----- Extracted material

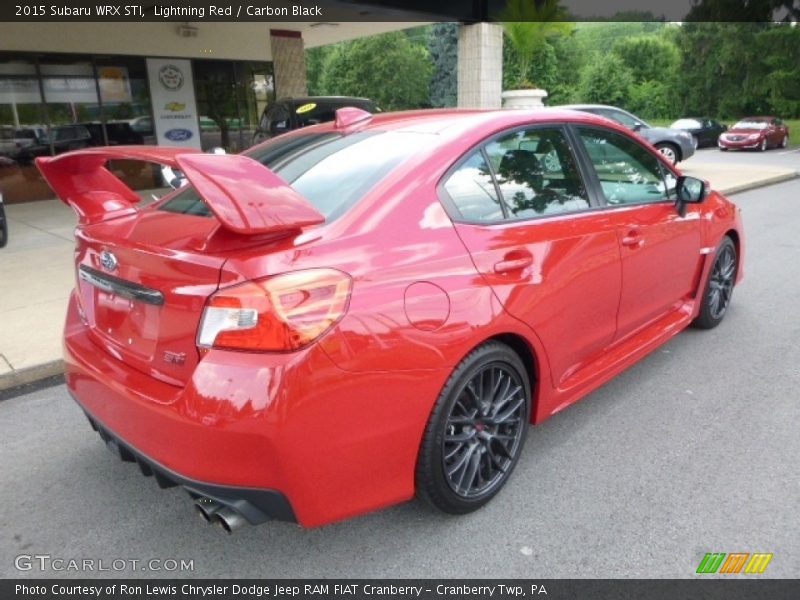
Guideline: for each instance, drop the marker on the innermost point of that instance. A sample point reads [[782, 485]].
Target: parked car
[[675, 144], [143, 125], [756, 133], [118, 133], [704, 130], [16, 142], [64, 139], [359, 311], [3, 224], [8, 167], [293, 113]]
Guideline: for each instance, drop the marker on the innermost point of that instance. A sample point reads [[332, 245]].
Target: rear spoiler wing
[[245, 196]]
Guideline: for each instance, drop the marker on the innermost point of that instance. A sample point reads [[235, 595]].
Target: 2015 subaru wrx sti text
[[363, 310]]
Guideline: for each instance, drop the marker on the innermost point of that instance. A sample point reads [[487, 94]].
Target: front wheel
[[669, 152], [719, 287], [476, 431]]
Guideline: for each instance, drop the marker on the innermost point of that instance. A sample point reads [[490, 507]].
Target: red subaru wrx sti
[[363, 310]]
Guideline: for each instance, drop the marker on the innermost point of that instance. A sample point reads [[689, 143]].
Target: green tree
[[606, 81], [528, 26], [388, 68], [648, 57], [443, 49]]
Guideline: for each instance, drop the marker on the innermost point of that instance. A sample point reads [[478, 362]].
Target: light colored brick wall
[[480, 65], [289, 65]]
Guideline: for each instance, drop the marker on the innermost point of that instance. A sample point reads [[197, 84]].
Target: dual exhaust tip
[[227, 519]]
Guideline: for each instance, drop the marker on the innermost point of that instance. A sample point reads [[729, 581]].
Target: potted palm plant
[[528, 24]]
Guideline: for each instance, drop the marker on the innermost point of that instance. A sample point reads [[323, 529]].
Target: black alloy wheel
[[719, 288], [476, 431]]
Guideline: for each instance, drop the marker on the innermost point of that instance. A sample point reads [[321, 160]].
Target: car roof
[[335, 99], [582, 106], [452, 122]]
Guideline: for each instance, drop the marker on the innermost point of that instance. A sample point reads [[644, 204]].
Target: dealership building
[[201, 84]]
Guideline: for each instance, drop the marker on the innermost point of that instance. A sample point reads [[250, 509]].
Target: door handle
[[508, 265], [633, 239]]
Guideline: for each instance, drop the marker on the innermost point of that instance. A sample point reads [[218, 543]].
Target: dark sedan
[[674, 144], [293, 113], [704, 130], [756, 132]]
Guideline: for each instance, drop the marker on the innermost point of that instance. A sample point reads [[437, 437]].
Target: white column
[[480, 65], [288, 63]]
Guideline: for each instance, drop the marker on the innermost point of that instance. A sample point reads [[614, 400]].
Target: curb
[[31, 374], [752, 185]]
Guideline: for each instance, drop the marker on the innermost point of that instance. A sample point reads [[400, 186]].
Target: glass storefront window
[[23, 130], [53, 103]]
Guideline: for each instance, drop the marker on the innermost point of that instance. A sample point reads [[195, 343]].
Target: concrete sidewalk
[[37, 272]]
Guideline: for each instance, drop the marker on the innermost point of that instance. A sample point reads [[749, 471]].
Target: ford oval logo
[[178, 135], [108, 260]]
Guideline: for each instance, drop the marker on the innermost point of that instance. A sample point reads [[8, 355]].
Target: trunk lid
[[142, 289], [144, 275]]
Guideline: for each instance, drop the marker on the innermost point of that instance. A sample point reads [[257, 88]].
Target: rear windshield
[[330, 170]]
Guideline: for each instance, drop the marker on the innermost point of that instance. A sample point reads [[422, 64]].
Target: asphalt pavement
[[695, 449]]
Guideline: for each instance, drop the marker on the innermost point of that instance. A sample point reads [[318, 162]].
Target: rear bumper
[[255, 505], [292, 435]]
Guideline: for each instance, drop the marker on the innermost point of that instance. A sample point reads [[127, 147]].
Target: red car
[[755, 132], [359, 311]]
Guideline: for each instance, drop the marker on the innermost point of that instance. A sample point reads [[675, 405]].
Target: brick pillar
[[480, 65], [288, 63]]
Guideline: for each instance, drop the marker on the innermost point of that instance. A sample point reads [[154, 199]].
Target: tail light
[[278, 314]]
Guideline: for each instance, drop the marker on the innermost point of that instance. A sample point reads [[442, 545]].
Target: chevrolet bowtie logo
[[754, 563]]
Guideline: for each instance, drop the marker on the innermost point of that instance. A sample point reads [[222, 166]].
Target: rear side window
[[628, 173], [330, 170], [525, 174], [472, 190], [537, 174]]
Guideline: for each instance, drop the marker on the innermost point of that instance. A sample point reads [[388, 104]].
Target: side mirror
[[689, 190], [172, 177]]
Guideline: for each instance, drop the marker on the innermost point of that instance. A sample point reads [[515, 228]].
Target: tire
[[718, 289], [260, 136], [669, 151], [476, 431]]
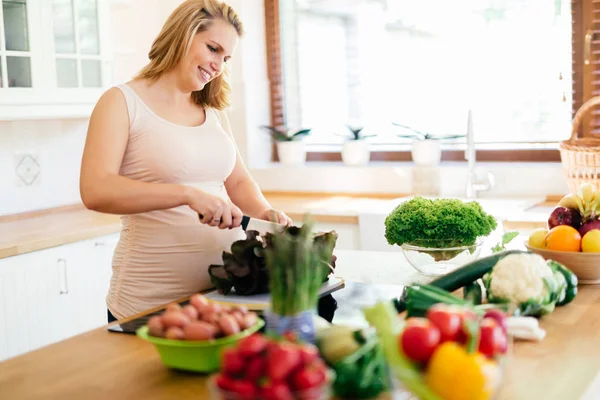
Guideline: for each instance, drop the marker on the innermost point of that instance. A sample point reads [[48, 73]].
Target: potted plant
[[290, 146], [356, 148], [426, 147]]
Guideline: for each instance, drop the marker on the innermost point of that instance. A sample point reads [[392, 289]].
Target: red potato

----------

◆ **Instruction**:
Write out the items again, starting with the line that contains "reads [[318, 162]]." and going on through the line that contains "[[754, 563]]", requests included. Multiply every point coordinate in the answers by 1.15 and round each one to a whole number, with halves rounding up, but leave the sample points in the requests as they are.

◆ **In response**:
Guideline: for each instance, drop the marker on the innermost point of that instance. A sample point reads [[318, 162]].
Target: rear bumper
[[293, 581], [336, 500]]
Guideline: for each instance, drop the marker on the innermost point of that instance. A sample point reads [[127, 147]].
Target: red car
[[868, 152], [413, 358]]
Guideline: for each instance, drop the marker on the innermost point of that instance. A sample point reads [[675, 405]].
Target: brick pillar
[[552, 75], [331, 72]]
Guideline: for each instance, drop the marker on the innermost point of that instance. A sample point reads [[154, 199]].
Target: tail light
[[320, 361]]
Guideline: for each instance, drop the marker on the innermost point of that instance. A sample point reads [[442, 545]].
Target: chevrolet bowtie logo
[[867, 647]]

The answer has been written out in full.